ENUNCIADO 1:
As afirmações (a), (b) e (c) estão de acordo com o trecho sobre Neemias? Responda sim ou não para cada uma e cite as palavras exatas do texto que decidem a resposta.
(a) O remanescente que retornou voltou depois à idolatria.
(b) Israel foi levado para o cativeiro como resultado de seu fracasso.
(c) Três coisas caracterizavam Neemias.

TRECHO EXTRAÍDO:
····················

Origem: Revista O Cristão – Edificando Sabiamente
Neemias – Edificando o Muro
O livro de Neemias tem um profundo interesse para nós. Vemos muito claramente a forte analogia entre as palavras que foram ditas sobre Israel naqueles dias e a posição que a bondade de Deus nos deu agora, nesta dispensação de Sua graça.
Mas a primeira coisa que desejo notar é o espírito que impregna toda a conduta de Neemias. Qual é o grande traço moral que o caracteriza? Encontraremos isso em todo o livro – um senso profundo e constante do estado arruinado do povo de Deus. Nada é mais importante para nós também, pois falhamos, assim como Israel falhou! Como resultado de seu fracasso, Israel foi levado para o cativeiro. Um remanescente havia retornado alguns anos antes, mas evidentemente tinham aprendido pouco das lições que Deus procurava ensinar a eles. É verdade que nunca os encontramos retornando à idolatria depois disso; ainda assim, eles tinham muito pouco senso da glória de Deus que haviam perdido. Havia duas coisas que caracterizavam Neemias, e há duas coisas, amados irmãos, que deveriam nos caracterizar. Se houver uma falha em qualquer uma, há a maior perda para a alma. Uma delas é manter firme a grandeza da ruína, e a outra é manter firme a fidelidade de Deus, apesar dessa ruína. As duas atitudes foram encontradas juntas em Neemias. Que o Senhor permita que elas sejam encontradas em nós! Precisamos delas, e nunca podemos estar realmente respondendo ao que Deus espera de nós, a menos que entremos em ambas as atitudes em comunhão com Ele.

····················

REGISTROS FORNECIDOS:
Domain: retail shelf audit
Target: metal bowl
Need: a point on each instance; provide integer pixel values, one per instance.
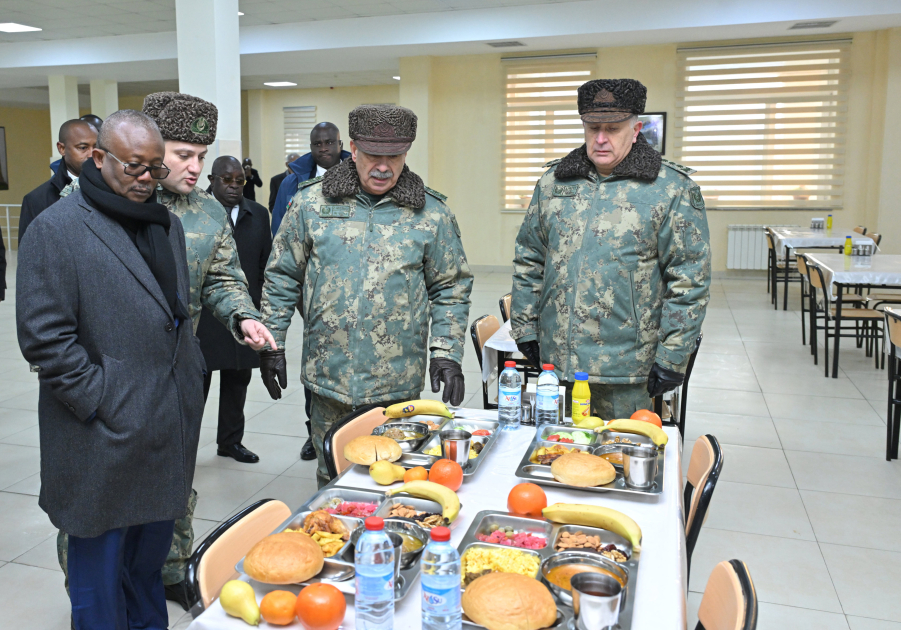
(580, 557)
(407, 445)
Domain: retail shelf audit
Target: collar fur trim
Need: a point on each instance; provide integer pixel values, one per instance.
(642, 163)
(343, 181)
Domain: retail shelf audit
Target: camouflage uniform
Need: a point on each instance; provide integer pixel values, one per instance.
(372, 275)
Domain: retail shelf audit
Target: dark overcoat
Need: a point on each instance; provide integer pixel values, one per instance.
(254, 241)
(121, 386)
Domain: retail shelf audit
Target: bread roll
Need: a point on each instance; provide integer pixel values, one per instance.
(286, 558)
(509, 601)
(368, 449)
(583, 470)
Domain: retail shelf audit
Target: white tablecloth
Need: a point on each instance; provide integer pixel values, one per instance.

····················

ENUNCIADO 2: Reproduza todas as linhas dos registros acima, do primeiro ao último, deslocando em 5 cada número das coordenadas das respostas e deixando o resto inalterado. Não inclua as imagens.

RESULTADO CORRETO 1:
(a) Não: "É verdade que nunca os encontramos retornando à idolatria depois disso"
(b) Sim: "Como resultado de seu fracasso, Israel foi levado para o cativeiro."
(c) Não: "Havia duas coisas que caracterizavam Neemias"

RESULTADO CORRETO 2:
Domain: retail shelf audit
Target: metal bowl
Need: a point on each instance; provide integer pixel values, one per instance.
(585, 562)
(412, 450)
Domain: retail shelf audit
Target: collar fur trim
Need: a point on each instance; provide integer pixel values, one per instance.
(647, 168)
(348, 186)
Domain: retail shelf audit
Target: camouflage uniform
Need: a point on each instance; provide integer pixel values, one per instance.
(377, 280)
Domain: retail shelf audit
Target: dark overcoat
Need: a point on each instance; provide integer pixel values, one per instance.
(259, 246)
(126, 391)
Domain: retail shelf audit
Target: bread roll
Need: a point on each instance; provide integer pixel values, one per instance.
(291, 563)
(514, 606)
(373, 454)
(588, 475)
Domain: retail shelf audit
Target: white tablecloth
Need: a point on each instance; provide integer pixel values, one per instance.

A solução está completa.